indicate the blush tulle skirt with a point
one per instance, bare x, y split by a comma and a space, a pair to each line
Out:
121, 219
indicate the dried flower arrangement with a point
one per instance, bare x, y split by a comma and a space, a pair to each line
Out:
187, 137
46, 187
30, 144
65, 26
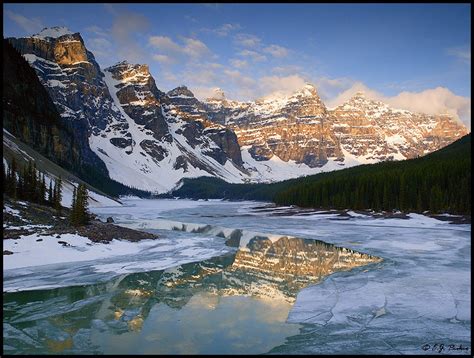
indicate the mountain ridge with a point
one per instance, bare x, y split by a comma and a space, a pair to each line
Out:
151, 139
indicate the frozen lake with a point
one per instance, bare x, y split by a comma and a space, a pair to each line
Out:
246, 277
········
YOUR TASK:
The records above must be returned exactly, with each picture omitted.

SOLVED PROBLEM:
indicate the blush tulle skirt with a point
one per instance, bare x, y split by a comma and a space, a pair to each line
Out:
121, 219
indicate the dried flower arrangement with a point
one per instance, bare x, y split by a comma and a space, a pair to each line
Out:
187, 137
46, 187
30, 144
65, 26
indicate the mountain ridge with a point
one per instance, bare x, y split by a comma and a space, a pair to each line
Out:
151, 139
indicate the frozen lake with a point
one per instance, bare x, y split by a comma and a space, a pair to each line
Out:
246, 277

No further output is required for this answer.